◆ **Work task**: The data below should be restated word for word, with every picture omitted.

◆ **Task material**:
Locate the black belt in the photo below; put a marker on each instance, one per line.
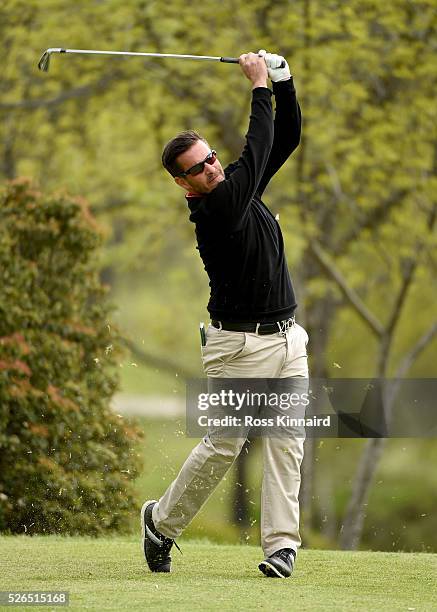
(260, 328)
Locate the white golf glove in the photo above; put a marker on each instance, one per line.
(273, 62)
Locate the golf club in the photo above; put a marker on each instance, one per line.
(44, 62)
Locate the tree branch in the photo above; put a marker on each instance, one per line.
(71, 94)
(352, 297)
(415, 351)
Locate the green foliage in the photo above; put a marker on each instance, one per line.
(66, 461)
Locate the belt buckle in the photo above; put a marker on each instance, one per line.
(285, 325)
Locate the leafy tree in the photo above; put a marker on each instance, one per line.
(66, 460)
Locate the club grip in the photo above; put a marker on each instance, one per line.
(234, 60)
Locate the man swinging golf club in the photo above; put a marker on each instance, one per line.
(253, 333)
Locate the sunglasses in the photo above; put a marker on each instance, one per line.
(198, 168)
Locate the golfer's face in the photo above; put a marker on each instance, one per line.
(211, 174)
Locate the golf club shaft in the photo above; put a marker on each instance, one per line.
(43, 63)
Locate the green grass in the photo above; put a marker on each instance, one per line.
(110, 574)
(400, 513)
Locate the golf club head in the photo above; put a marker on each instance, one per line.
(44, 62)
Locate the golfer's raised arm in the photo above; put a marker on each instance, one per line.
(231, 199)
(287, 124)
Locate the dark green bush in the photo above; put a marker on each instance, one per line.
(66, 460)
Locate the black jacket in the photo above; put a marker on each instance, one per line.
(238, 238)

◆ **Answer box**:
Locate the black belt in the photo below; put a marker on each instance, one per line.
(260, 328)
Locate the white golf glove in the photo above; put a marker on each instance, one per line.
(273, 62)
Locate the golf club in the photo above; put a marker on each instance, one per line.
(44, 62)
Locate the tree branch in the photo above; put a marker on each instance, one per line.
(71, 94)
(352, 297)
(415, 351)
Locate the green foliage in the photo above; put a marker on each instance, one per line.
(66, 461)
Locate the belt buckle in the photo above; put a marker on each instance, one per line.
(285, 325)
Locate the leafy tree in the photo above; put a marker on each instance, one per line.
(66, 460)
Locate the club grip in the photo above; put a marker on each instance, one per line.
(234, 60)
Locate the man swinging golf club in the photo above; put a marker on each instance, one per line.
(253, 333)
Locate the sunglasses in the photo above; put a marker on each instance, one per line.
(198, 168)
Locate the golfer's face in the photo above; put a marker on each instance, one per line.
(211, 174)
Locate the golf club shaft in the photo above; put a marker on each instance, one per line.
(43, 63)
Locate the green grass in the photo above; put a marker on each instance, one per line.
(110, 574)
(400, 513)
Locate the golf club head in the photo above; put a marker on each instance, one per line.
(44, 62)
Locate the golfer's raised arm in the photo above; put a marker on each instance, one per line.
(231, 199)
(287, 124)
Locate the dark green bush in the photo above; put a marker on each instance, one per line.
(66, 460)
Locate the black jacket in the photo above; put a marker on each instance, one per line.
(238, 238)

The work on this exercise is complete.